Provided data section start
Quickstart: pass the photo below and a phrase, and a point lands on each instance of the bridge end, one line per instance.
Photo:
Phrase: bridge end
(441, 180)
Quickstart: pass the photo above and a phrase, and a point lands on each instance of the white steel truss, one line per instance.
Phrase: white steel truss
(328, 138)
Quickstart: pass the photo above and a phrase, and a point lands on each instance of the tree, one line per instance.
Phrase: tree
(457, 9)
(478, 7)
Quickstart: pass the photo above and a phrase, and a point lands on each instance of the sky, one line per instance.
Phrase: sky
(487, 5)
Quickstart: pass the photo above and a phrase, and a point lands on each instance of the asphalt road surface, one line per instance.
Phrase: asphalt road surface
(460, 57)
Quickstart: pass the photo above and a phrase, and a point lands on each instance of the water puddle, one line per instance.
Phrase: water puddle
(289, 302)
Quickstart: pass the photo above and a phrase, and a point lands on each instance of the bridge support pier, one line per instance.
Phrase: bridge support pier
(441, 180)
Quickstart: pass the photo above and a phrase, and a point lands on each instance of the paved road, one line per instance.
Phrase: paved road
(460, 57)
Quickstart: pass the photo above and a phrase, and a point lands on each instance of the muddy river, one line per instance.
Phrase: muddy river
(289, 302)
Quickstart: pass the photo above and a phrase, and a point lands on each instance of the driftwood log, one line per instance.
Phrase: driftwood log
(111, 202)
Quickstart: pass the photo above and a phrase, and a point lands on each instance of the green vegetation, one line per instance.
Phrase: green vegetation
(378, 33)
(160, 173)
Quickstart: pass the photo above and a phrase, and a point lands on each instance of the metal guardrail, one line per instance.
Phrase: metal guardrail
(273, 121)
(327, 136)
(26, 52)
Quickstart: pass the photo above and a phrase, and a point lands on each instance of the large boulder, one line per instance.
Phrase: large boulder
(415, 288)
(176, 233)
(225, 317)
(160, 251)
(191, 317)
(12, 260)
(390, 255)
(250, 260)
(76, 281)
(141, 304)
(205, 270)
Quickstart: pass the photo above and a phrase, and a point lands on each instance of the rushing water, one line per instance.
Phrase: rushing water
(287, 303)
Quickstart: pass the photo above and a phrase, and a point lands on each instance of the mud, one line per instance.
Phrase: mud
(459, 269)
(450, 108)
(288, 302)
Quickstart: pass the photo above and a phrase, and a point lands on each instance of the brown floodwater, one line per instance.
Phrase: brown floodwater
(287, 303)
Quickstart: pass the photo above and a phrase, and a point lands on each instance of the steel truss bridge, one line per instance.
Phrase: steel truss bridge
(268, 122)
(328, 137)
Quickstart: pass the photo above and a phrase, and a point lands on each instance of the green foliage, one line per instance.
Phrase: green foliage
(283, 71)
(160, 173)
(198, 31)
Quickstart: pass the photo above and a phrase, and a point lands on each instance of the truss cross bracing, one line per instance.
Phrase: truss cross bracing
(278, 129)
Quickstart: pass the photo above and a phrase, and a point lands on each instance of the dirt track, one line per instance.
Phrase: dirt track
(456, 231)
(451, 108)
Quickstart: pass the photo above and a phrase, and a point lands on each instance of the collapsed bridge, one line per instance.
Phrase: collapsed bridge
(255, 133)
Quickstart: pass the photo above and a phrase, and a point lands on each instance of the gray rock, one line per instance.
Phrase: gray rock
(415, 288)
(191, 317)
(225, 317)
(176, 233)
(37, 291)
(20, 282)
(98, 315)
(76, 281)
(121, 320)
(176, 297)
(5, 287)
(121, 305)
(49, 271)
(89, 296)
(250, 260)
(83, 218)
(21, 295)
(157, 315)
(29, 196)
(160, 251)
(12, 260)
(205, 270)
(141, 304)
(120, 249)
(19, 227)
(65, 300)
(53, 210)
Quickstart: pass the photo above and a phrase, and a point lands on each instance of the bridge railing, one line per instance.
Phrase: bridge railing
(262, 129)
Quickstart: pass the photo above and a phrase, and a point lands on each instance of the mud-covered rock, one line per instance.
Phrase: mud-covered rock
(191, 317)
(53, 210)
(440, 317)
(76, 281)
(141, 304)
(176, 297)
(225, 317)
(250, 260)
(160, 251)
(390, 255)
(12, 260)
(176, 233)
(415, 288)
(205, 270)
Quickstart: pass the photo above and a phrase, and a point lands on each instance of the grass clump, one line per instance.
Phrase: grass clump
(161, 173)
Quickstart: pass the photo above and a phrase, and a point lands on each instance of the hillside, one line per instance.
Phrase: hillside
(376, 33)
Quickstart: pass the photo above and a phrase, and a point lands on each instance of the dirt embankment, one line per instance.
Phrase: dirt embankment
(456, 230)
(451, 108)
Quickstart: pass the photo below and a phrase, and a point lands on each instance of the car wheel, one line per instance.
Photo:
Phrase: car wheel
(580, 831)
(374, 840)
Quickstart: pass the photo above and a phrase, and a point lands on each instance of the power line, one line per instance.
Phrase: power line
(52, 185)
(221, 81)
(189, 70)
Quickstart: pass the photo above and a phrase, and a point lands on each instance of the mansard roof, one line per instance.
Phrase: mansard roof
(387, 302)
Provided data section end
**Task to carry out:** Search the listing above for "below" and copy every line that has it.

**Answer to the problem:**
Quickstart: pass the photo below and a phrase, and a point lands on each instance of the bridge end, one line per instance.
Quickstart: pass the photo below and a phrase, and a point lands on each instance of the car wheel, one line per instance.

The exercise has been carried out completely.